### [YOUR ASSIGNMENT]
Continue the storage index walkthrough below, picking up right after its last sentence.

═════ TEXT UNDER STUDY

NAME                                                                    VALUE
------------------------------------------------------------ ----------------
cell physical IO bytes saved by storage index                               0
cell physical IO interconnect bytes returned by smart scan                  0
 
We make repeated execution to warmup the storage cells to build the storage index and see if that adds benefit to the execution.
 
c##rajesh@PDB1> @script.sql
c##rajesh@PDB1> @script.sql
c##rajesh@PDB1> @script.sql
c##rajesh@PDB1> @script.sql
c##rajesh@PDB1> select s.name,m.value
  2  from v$statname s ,
  3      v$mystat m
  4  where s.statistic# = m.statistic#
  5  and s.name in ('cell physical IO bytes saved by storage index',
  6  'cell physical IO interconnect bytes returned by smart scan' );
 
NAME                                                                    VALUE
------------------------------------------------------------ ----------------
cell physical IO bytes saved by storage index                      3842637824
cell physical IO interconnect bytes returned by smart scan            5940000
 
the storage index is helping us here, that got saved nearly 3+GB of data being transferred from storage to database layer, and the amount of the data that returned from storage to database layer in this case was just as few as 5MB.

══════════
═════ PROVIDED RECORDS

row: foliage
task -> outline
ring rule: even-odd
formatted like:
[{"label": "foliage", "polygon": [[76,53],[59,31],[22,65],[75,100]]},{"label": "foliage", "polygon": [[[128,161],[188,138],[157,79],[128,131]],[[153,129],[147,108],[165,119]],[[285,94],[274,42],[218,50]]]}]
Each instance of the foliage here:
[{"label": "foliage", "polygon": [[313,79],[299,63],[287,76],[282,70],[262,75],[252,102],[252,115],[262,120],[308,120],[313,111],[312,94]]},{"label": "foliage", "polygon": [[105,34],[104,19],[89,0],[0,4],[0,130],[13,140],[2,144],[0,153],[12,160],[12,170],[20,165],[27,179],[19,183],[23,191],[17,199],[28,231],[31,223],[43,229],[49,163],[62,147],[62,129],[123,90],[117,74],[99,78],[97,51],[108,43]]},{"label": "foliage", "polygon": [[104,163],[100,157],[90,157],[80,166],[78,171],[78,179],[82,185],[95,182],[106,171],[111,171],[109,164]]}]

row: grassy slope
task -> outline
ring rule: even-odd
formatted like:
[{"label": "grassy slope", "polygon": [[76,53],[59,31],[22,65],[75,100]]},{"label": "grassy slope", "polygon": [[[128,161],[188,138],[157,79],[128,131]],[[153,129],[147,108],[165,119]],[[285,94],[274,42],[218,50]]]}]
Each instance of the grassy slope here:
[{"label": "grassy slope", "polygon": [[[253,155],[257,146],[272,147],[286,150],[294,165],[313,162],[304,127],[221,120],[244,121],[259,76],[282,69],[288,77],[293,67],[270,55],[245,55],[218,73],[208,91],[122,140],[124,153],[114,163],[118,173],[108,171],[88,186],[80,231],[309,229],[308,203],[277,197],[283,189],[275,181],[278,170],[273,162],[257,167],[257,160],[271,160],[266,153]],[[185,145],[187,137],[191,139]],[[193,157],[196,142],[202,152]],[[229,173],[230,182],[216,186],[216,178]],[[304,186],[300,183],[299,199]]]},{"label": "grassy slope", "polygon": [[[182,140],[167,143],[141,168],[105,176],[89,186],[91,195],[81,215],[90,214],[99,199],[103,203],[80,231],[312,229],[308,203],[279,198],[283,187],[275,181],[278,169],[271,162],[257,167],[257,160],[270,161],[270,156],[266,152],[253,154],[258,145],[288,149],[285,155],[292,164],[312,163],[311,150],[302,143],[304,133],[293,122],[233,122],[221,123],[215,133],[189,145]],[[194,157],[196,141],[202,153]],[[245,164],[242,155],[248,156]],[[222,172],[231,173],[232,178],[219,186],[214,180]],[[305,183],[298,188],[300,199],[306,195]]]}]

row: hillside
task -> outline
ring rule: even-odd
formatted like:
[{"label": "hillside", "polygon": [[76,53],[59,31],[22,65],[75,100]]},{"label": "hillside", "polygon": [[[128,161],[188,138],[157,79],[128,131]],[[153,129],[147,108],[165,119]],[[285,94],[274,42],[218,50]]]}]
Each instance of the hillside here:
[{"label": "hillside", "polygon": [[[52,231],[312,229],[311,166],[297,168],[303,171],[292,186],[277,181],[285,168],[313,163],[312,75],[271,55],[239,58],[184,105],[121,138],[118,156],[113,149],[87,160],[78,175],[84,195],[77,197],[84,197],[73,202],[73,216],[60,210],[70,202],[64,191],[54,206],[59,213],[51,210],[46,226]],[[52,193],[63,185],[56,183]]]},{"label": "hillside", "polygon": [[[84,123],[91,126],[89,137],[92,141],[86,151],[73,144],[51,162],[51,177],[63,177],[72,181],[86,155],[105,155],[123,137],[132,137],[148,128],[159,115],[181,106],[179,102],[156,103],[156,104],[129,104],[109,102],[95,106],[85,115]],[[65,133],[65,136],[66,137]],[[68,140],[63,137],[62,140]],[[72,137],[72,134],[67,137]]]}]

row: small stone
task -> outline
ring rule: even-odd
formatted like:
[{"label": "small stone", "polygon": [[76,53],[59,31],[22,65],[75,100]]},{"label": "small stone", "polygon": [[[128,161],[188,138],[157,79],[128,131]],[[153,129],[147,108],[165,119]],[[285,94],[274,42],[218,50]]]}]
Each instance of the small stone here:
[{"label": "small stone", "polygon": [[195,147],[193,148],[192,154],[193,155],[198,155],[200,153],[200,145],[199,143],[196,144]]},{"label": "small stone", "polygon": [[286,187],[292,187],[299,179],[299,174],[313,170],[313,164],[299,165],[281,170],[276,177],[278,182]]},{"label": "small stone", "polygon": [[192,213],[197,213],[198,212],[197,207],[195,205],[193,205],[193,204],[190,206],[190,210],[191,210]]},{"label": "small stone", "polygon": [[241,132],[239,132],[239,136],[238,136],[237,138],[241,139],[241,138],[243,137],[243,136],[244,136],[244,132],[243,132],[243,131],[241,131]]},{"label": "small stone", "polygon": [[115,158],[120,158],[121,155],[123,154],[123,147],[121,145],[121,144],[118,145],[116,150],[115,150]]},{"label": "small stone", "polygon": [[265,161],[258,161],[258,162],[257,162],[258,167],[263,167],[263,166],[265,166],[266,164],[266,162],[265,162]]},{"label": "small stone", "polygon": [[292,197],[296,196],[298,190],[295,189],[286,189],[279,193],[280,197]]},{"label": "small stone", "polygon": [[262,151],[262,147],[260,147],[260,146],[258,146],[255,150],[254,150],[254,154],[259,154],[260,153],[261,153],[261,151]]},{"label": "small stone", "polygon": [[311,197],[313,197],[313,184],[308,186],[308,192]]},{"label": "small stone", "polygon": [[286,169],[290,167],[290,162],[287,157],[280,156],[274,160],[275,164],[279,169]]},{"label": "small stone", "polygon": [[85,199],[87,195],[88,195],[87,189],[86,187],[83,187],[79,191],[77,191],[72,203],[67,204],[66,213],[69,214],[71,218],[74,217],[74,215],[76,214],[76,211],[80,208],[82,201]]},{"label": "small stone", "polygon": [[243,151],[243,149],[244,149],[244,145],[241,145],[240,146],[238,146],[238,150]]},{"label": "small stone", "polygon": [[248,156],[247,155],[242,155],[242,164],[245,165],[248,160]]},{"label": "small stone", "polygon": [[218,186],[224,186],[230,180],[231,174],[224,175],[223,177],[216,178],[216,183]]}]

══════════

### [RESPONSE]
 
Now let’s see the effect of compression place
 
c##rajesh@PDB1> alter table t compress for archive high;
 
Table altered.
 
c##rajesh@PDB1> alter table t move online parallel 8;
 
Table altered.
 
c##rajesh@PDB1> exec show_space('T');
Unformatted Blocks .....................               0
FS1 Blocks (0-25) ......................               0
FS2 Blocks (25-50) .....................               0
FS3 Blocks (50-75) .....................               0
FS4 Blocks (75-100).....................               4
Full Blocks ............................           9,621
Total Blocks............................           9,752
Total Bytes.............................      79,888,384
Total MBytes............................              76
Unused Blocks...........................               0
Unused Bytes............................               0
Last Used Ext FileId....................              24
Last Used Ext BlockId...................      23,909,120
Last Used Block.........................             536
 
PL/SQL procedure successfully completed.
 
c##rajesh@PDB1> exec dbms_stats.gather_table_stats(user,'T',degree=>4,no_invalidate=>false);
 
PL/SQL procedure successfully completed.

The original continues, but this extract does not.